►

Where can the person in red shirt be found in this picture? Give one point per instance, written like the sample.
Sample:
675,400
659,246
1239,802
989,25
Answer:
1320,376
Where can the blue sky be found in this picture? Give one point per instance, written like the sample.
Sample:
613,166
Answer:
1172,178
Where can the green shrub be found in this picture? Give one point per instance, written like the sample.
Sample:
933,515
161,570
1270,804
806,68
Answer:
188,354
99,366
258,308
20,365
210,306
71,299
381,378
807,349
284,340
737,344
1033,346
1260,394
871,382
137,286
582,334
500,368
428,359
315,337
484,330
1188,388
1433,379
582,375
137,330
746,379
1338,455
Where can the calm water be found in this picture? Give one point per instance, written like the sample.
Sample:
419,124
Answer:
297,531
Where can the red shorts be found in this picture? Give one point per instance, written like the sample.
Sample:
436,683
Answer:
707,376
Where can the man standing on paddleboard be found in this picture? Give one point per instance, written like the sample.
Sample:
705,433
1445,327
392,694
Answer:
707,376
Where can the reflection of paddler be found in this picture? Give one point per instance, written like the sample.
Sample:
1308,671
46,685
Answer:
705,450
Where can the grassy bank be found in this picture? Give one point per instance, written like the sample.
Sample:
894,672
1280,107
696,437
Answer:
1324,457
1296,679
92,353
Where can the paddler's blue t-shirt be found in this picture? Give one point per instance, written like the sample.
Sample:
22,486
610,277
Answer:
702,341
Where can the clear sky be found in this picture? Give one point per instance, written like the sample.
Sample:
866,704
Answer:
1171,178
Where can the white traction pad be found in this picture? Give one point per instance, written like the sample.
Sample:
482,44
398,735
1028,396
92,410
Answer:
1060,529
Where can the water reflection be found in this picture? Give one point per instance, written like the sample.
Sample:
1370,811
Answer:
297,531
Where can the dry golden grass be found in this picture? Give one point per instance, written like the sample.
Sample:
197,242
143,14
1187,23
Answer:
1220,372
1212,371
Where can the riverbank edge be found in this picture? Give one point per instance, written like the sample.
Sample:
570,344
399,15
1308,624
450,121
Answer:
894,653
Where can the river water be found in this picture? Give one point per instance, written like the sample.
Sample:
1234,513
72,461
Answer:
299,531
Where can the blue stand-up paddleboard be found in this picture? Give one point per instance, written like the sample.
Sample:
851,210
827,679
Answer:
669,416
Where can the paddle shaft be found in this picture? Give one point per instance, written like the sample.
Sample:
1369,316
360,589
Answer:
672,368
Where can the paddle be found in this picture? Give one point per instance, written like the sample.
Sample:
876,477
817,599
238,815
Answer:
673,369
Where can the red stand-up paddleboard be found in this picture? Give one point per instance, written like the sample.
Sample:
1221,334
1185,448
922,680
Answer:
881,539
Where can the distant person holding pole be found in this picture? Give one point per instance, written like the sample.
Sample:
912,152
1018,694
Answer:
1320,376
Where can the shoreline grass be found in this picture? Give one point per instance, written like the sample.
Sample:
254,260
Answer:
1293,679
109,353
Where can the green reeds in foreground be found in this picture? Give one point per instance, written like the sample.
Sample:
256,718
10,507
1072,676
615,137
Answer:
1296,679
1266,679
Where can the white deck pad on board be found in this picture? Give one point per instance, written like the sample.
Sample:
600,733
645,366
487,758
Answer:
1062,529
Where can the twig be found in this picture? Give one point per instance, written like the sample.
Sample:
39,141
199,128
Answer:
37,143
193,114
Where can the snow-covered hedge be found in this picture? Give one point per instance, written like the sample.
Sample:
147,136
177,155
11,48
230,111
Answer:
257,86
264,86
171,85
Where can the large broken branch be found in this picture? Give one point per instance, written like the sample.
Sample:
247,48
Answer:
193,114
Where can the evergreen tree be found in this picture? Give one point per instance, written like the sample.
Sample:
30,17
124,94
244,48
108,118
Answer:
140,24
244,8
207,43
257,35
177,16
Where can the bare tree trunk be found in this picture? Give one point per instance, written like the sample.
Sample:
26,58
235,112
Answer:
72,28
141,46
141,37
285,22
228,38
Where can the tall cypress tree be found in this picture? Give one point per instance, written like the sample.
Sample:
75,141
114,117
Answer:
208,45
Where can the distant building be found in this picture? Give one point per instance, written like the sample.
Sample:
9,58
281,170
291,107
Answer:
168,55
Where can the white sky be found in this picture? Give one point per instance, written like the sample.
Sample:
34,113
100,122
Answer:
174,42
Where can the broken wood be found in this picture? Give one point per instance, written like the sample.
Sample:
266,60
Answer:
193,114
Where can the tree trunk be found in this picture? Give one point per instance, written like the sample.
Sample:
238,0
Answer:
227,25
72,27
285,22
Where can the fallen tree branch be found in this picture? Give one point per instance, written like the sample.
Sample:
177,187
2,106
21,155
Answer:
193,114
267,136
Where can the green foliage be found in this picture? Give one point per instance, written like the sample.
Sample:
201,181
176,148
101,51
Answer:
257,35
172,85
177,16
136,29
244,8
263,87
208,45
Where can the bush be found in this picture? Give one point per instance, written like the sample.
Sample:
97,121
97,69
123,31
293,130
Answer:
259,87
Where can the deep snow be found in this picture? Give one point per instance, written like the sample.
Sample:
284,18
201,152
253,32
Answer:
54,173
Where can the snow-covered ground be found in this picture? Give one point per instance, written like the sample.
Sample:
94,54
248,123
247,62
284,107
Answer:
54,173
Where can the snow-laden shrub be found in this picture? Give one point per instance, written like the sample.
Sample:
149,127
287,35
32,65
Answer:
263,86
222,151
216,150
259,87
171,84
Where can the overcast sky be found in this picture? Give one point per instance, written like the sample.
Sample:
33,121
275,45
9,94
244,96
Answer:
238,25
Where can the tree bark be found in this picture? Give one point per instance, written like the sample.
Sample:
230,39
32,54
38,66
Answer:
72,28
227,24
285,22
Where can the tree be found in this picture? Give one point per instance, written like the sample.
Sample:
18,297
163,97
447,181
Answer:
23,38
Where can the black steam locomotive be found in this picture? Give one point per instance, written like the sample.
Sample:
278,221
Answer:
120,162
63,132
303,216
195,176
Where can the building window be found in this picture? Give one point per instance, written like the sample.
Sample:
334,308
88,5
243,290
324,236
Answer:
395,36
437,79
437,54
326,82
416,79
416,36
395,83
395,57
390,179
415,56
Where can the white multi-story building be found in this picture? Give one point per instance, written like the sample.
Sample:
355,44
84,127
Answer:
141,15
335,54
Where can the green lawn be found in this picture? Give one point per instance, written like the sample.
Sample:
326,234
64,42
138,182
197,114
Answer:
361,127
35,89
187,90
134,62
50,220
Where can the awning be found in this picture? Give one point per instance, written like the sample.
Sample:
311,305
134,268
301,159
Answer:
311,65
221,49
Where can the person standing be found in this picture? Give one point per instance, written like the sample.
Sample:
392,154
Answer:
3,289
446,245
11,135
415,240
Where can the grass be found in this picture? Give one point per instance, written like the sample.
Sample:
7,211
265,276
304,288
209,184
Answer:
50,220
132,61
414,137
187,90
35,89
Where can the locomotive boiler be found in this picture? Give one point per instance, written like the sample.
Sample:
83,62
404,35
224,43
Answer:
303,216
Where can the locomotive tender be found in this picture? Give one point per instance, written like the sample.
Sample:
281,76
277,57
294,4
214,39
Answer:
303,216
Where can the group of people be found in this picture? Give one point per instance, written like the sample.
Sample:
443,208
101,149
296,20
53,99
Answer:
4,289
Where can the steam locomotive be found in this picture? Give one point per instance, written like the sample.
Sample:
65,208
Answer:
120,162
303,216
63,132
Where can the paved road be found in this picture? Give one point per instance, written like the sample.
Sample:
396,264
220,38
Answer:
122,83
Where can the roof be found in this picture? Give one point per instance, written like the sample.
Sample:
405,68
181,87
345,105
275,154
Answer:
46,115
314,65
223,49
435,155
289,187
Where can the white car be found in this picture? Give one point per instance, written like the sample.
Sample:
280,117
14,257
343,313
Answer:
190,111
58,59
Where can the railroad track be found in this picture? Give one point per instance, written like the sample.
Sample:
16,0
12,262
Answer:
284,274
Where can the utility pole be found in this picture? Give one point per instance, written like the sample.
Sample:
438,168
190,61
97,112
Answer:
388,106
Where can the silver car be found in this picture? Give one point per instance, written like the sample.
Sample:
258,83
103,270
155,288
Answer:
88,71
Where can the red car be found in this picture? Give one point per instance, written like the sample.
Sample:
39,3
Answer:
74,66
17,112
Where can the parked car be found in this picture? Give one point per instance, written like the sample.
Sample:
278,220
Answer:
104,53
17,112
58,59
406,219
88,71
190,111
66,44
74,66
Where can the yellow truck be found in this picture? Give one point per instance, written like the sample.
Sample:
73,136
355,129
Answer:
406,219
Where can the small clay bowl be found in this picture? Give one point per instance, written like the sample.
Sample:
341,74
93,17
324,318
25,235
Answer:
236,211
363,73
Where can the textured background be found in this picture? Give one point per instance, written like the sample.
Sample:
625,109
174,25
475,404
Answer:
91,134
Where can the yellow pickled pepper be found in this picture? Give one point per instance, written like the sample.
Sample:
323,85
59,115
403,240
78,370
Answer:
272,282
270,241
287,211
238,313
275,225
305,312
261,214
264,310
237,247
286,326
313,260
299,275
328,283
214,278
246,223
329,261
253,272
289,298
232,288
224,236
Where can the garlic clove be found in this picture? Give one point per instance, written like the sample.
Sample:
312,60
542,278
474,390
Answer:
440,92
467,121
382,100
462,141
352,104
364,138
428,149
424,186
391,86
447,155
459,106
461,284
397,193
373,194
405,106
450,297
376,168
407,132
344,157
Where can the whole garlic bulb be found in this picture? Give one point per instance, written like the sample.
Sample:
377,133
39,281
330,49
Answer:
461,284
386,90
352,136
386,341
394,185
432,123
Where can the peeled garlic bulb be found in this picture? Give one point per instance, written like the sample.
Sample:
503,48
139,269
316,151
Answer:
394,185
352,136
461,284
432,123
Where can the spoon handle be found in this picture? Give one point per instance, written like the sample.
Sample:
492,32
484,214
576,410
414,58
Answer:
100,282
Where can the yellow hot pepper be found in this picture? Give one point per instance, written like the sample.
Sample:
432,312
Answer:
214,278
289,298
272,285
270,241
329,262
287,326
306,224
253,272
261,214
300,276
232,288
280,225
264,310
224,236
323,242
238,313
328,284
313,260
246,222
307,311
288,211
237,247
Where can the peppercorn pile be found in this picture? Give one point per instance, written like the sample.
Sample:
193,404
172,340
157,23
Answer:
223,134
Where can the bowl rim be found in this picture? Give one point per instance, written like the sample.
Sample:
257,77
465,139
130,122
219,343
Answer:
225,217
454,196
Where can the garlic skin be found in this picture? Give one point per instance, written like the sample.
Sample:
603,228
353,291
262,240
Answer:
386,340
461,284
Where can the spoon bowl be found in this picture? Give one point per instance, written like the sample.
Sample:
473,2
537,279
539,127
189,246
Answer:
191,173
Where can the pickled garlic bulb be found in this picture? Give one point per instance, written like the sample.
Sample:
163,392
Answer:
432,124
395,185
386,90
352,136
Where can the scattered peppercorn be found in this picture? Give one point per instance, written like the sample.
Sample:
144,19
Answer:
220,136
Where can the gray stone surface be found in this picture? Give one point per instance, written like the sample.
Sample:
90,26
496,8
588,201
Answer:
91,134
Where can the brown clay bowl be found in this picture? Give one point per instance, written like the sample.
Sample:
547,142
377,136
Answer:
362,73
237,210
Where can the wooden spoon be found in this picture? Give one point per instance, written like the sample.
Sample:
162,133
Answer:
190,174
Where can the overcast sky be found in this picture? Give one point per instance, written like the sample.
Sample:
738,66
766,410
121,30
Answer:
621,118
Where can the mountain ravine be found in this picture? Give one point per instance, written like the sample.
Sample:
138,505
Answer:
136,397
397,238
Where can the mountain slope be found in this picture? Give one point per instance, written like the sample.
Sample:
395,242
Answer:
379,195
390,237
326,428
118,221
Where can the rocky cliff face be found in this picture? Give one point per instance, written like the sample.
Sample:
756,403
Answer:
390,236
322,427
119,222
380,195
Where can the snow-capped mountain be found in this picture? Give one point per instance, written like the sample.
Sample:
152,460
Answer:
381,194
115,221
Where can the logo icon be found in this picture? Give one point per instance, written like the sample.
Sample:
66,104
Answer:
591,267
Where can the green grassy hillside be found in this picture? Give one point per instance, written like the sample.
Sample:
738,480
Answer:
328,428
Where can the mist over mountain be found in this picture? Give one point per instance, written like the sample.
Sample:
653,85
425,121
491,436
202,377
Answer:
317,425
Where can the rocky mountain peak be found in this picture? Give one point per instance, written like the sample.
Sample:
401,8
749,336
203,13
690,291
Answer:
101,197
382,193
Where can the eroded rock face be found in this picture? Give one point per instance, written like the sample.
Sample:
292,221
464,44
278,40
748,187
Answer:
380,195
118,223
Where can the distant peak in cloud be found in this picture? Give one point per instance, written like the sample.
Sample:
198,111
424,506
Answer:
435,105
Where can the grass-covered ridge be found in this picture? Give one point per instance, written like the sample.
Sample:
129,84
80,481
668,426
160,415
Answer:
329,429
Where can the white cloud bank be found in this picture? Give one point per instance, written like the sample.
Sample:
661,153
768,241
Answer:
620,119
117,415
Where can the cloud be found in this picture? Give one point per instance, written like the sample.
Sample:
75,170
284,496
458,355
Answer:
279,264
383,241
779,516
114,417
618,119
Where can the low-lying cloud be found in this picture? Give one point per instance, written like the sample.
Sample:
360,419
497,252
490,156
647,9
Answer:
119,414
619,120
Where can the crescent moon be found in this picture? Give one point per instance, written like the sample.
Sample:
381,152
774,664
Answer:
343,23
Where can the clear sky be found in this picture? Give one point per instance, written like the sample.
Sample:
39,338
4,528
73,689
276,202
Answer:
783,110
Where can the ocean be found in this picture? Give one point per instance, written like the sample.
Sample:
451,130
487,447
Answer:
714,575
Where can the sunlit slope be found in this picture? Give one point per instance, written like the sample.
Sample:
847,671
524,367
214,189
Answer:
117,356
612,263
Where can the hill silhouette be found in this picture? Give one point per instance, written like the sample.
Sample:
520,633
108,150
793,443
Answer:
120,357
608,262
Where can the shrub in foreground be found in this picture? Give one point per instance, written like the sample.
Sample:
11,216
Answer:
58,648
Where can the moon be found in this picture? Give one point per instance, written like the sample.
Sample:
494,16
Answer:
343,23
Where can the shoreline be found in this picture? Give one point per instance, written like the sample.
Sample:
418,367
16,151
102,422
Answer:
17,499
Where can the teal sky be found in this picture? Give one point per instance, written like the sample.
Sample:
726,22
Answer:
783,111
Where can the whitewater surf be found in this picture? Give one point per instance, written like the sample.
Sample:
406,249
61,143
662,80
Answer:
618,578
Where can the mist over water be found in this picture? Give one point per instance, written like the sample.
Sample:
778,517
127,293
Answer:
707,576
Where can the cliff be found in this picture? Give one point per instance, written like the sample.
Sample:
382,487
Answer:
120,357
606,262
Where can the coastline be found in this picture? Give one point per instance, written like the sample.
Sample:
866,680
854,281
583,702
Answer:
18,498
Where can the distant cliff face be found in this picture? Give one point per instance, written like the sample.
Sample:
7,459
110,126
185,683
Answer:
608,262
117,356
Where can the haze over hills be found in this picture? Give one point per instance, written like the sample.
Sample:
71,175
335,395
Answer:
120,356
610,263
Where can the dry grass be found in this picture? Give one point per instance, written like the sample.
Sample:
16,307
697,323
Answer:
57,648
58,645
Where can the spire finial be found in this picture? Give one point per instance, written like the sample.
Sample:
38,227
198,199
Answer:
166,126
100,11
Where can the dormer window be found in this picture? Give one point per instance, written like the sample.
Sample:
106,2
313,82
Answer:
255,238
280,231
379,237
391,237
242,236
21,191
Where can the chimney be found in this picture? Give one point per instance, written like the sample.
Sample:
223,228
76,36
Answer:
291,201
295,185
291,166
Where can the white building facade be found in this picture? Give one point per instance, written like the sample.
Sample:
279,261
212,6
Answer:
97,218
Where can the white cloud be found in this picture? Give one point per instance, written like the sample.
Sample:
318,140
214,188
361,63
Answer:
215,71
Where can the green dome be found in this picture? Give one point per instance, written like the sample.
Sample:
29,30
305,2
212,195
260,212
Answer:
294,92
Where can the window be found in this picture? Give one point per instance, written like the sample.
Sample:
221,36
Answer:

◄

# What needs to be done
Rewrite the listing from the line containing "Where can the white building" through the end of the listing, both ends included, with "instance" replaced by "item" and nothing else changed.

# Expected output
Where can the white building facade be found in this picture? Give one point per item, written like the sample.
Sample:
279,261
212,6
Answer:
97,218
Where can the white cloud be found in this picture? Give one point per item, written like the sample.
Sample:
318,140
214,188
361,63
Answer:
215,71
Where can the green dome be found in this picture? Give one point per item, written like the sample.
Sample:
29,30
305,2
212,195
260,212
Answer:
294,92
Where can the window be found in this picture? Give one point per item, written like the sample.
Sample:
221,36
Answer:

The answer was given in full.